# Work to complete
Please repeat the lines below, exactly and only, from the one that holds "Segment each target" through the one that holds "positive clicks: (130, 344)".

# Given data

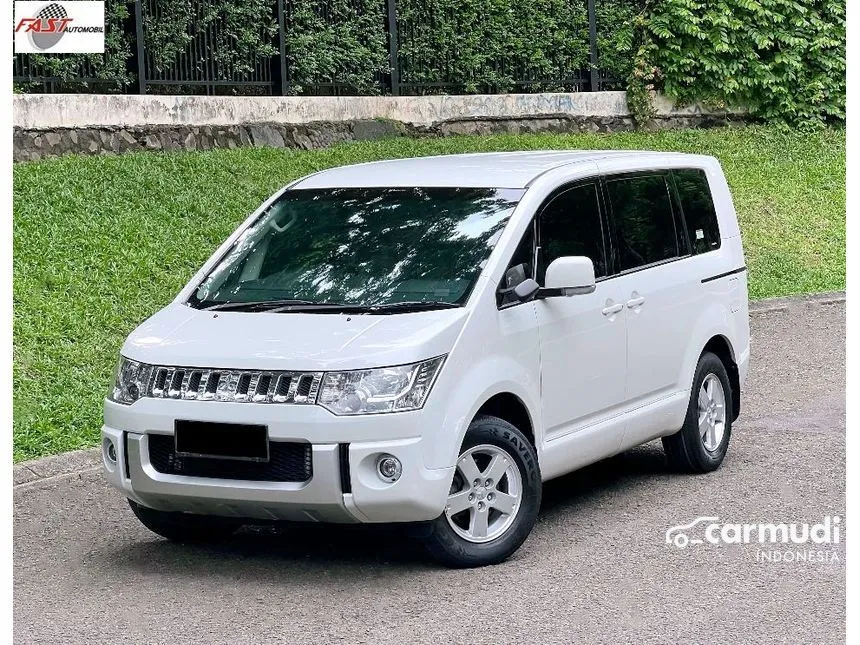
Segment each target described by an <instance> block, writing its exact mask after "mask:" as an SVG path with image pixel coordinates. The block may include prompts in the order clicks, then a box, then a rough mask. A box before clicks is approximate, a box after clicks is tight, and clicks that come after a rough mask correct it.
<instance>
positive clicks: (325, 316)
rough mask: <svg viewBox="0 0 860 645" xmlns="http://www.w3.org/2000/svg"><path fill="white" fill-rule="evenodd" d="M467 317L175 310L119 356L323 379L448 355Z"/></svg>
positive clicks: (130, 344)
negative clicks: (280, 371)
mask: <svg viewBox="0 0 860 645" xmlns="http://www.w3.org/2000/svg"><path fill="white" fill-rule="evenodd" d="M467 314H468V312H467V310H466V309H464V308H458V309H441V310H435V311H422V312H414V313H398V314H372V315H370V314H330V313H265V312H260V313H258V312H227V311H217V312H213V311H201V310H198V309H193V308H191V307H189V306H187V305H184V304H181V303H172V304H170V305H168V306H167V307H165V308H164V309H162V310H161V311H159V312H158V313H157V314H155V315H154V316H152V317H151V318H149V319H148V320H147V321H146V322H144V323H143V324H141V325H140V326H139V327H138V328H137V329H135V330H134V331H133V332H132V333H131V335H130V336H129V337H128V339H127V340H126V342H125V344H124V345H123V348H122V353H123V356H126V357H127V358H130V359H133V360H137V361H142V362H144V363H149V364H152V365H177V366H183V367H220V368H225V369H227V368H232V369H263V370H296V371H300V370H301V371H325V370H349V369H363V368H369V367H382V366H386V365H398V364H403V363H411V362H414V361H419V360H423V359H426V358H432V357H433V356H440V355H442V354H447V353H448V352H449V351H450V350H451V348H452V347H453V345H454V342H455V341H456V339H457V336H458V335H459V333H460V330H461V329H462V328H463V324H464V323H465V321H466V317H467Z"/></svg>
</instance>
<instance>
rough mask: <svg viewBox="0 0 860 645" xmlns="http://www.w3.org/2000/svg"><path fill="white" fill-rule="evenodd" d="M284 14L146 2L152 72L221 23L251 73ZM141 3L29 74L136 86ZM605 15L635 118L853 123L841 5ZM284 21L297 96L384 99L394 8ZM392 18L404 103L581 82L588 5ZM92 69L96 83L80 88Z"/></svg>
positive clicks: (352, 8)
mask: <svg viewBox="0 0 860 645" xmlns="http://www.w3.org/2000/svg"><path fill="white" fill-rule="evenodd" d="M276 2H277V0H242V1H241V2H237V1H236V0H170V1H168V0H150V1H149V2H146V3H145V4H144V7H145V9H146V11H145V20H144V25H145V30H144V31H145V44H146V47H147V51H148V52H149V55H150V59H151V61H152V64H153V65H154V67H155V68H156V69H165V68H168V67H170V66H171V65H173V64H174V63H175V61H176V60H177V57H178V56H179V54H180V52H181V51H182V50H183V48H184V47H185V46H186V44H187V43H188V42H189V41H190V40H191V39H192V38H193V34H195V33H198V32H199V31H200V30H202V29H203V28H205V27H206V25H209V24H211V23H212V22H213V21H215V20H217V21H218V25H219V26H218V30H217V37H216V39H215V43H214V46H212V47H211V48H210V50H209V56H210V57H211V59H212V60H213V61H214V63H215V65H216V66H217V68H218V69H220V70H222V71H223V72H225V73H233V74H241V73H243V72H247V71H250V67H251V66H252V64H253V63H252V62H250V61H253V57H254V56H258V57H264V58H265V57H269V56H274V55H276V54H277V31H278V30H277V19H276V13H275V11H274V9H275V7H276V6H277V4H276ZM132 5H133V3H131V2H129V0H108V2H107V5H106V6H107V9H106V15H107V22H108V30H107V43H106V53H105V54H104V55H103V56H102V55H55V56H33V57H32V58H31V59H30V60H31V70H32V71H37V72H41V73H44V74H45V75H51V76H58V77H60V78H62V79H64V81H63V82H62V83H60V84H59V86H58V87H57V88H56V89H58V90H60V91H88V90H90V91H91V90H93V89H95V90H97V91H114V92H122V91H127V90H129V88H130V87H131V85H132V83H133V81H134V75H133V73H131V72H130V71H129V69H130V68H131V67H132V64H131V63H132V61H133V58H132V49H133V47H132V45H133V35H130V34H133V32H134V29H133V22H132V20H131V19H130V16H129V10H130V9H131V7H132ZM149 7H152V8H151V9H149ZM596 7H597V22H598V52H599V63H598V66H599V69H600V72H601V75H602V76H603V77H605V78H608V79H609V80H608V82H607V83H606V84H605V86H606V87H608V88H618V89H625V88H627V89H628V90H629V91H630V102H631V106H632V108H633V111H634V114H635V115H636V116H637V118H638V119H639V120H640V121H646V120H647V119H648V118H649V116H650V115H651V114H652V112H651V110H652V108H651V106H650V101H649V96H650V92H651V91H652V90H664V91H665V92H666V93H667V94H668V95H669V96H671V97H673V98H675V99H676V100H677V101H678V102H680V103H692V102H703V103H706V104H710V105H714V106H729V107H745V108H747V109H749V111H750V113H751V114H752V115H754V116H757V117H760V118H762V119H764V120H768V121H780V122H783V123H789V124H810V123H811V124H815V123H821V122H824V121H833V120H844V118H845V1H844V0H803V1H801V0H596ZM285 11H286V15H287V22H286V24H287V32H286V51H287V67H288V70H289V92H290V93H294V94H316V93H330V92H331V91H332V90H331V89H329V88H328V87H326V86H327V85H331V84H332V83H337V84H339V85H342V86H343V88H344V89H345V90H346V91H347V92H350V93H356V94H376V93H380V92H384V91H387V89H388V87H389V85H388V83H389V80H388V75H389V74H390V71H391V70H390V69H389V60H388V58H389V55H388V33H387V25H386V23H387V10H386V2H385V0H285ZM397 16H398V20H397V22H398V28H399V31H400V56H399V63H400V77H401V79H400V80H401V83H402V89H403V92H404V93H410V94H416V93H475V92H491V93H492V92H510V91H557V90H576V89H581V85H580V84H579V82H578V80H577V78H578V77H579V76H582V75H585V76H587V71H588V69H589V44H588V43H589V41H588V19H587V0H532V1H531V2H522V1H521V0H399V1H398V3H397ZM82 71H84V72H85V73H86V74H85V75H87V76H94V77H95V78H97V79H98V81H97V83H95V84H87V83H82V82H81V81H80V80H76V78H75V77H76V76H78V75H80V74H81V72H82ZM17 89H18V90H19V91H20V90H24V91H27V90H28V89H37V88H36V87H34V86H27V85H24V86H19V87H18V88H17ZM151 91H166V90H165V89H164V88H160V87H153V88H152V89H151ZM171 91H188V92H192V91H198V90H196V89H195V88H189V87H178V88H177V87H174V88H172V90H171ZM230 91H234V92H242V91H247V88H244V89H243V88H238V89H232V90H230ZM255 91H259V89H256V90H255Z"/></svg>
--
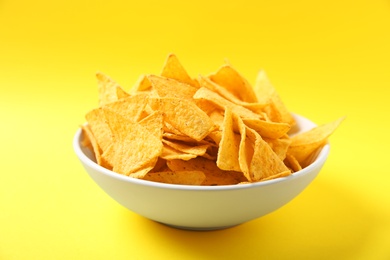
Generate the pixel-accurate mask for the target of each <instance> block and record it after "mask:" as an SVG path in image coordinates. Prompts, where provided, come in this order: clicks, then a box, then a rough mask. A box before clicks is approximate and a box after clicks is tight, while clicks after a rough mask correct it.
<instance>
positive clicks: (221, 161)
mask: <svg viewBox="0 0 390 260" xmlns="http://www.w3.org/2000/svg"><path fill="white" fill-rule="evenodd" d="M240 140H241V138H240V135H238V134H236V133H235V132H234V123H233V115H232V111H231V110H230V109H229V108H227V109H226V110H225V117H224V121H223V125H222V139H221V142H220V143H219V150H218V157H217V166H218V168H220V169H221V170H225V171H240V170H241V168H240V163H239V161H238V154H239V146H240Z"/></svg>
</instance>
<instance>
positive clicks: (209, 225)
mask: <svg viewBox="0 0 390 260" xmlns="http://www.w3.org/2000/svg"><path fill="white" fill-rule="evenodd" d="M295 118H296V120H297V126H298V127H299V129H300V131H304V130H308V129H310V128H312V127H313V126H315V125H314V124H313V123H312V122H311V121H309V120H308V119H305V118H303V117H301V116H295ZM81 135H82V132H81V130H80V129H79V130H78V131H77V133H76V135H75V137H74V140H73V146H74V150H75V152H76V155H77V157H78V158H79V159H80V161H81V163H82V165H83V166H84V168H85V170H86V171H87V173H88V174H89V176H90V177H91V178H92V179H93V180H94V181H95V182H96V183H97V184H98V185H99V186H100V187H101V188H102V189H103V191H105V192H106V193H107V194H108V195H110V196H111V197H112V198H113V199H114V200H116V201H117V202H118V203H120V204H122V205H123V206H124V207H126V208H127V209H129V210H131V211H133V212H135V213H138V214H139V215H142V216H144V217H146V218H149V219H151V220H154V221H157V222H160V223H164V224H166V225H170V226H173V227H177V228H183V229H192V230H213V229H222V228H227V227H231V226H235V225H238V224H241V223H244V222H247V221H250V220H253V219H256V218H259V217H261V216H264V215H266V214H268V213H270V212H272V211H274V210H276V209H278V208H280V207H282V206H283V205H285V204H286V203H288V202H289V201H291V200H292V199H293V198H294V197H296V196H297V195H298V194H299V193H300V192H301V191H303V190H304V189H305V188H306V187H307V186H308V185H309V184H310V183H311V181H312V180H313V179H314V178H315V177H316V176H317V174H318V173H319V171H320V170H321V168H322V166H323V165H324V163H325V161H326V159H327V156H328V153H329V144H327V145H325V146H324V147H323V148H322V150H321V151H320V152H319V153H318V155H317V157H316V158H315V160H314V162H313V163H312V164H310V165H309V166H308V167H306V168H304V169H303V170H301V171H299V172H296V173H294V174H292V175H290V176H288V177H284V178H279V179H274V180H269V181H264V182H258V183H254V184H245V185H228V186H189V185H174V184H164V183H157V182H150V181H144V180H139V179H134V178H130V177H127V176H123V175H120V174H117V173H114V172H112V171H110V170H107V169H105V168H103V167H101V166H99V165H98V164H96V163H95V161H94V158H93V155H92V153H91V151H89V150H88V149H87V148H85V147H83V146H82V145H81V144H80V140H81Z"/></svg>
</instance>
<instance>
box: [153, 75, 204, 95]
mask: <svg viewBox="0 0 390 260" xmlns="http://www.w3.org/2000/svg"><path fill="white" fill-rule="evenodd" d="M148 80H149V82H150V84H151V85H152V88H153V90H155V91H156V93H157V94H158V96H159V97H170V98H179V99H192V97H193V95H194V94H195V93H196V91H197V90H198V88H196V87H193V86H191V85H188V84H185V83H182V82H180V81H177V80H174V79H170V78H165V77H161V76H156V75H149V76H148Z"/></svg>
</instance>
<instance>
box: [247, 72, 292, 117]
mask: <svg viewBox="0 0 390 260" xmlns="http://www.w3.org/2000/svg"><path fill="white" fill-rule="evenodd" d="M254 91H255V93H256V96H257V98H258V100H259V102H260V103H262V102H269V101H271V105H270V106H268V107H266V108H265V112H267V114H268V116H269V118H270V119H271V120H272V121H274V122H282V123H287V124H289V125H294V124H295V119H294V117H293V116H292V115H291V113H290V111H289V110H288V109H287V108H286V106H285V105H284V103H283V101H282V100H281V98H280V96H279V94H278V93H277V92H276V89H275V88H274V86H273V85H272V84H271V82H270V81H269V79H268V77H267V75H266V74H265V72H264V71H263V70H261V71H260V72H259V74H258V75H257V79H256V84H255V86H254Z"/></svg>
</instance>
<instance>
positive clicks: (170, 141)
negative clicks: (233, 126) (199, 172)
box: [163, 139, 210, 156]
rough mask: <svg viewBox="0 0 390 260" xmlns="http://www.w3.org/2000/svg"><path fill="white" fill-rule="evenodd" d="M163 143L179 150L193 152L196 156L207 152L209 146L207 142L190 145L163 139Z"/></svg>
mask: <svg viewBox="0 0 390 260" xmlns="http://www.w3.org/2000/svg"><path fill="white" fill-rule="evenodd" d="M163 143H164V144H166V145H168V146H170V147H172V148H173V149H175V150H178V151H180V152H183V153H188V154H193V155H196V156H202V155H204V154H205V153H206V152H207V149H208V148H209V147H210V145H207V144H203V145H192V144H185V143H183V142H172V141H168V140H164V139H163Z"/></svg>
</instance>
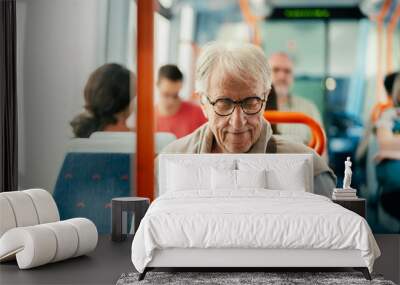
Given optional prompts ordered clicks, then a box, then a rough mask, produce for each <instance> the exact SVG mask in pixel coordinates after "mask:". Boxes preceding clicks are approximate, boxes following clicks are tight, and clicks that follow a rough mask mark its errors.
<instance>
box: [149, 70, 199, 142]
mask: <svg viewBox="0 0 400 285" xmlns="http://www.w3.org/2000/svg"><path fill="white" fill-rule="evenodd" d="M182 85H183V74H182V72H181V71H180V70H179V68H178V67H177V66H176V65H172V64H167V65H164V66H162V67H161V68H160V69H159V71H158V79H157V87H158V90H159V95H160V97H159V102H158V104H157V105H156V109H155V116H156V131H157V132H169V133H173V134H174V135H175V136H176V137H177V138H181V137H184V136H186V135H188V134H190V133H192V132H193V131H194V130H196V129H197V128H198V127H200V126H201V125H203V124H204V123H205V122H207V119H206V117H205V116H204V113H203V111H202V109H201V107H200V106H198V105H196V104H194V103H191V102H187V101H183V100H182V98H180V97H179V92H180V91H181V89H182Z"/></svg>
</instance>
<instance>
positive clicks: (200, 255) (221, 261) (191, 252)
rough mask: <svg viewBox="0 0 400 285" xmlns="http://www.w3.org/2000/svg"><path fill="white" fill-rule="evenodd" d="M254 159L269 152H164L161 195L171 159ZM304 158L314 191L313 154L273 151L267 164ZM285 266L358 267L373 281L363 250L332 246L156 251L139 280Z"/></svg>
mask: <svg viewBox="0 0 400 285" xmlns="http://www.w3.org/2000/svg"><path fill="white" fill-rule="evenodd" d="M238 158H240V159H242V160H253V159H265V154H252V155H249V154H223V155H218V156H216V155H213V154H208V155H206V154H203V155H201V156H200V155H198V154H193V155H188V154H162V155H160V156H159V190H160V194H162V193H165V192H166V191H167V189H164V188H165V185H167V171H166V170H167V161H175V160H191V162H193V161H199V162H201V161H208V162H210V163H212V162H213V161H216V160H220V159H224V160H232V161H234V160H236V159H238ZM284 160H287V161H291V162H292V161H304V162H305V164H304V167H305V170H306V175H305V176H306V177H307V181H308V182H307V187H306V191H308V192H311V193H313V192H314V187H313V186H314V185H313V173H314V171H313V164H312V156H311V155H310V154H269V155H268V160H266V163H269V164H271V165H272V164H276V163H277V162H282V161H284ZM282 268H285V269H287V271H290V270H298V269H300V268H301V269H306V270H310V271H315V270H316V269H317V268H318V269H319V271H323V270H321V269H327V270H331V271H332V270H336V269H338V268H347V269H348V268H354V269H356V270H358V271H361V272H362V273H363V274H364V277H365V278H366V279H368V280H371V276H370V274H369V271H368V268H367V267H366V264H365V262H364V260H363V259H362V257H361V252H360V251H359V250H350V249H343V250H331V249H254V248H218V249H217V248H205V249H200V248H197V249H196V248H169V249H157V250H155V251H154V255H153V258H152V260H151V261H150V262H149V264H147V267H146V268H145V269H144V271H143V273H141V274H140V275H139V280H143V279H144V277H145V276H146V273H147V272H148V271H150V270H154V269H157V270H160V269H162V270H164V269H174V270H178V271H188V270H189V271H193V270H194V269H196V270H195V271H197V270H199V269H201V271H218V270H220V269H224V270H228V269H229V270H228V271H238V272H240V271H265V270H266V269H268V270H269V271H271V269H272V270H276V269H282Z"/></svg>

# Task output
Segment each target described by an <instance> block, writing its exact mask after "mask:" as an SVG path with image pixel coordinates. The block may include prompts in the order clicks, then a box, then a rough mask. A box before clicks is approximate, a box after clicks is tight, and clicks that come after a rough mask correct it.
<instance>
positive clicks: (325, 316)
rough mask: <svg viewBox="0 0 860 645" xmlns="http://www.w3.org/2000/svg"><path fill="white" fill-rule="evenodd" d="M467 317L175 310L119 356L323 379L448 355Z"/></svg>
positive clicks: (130, 344)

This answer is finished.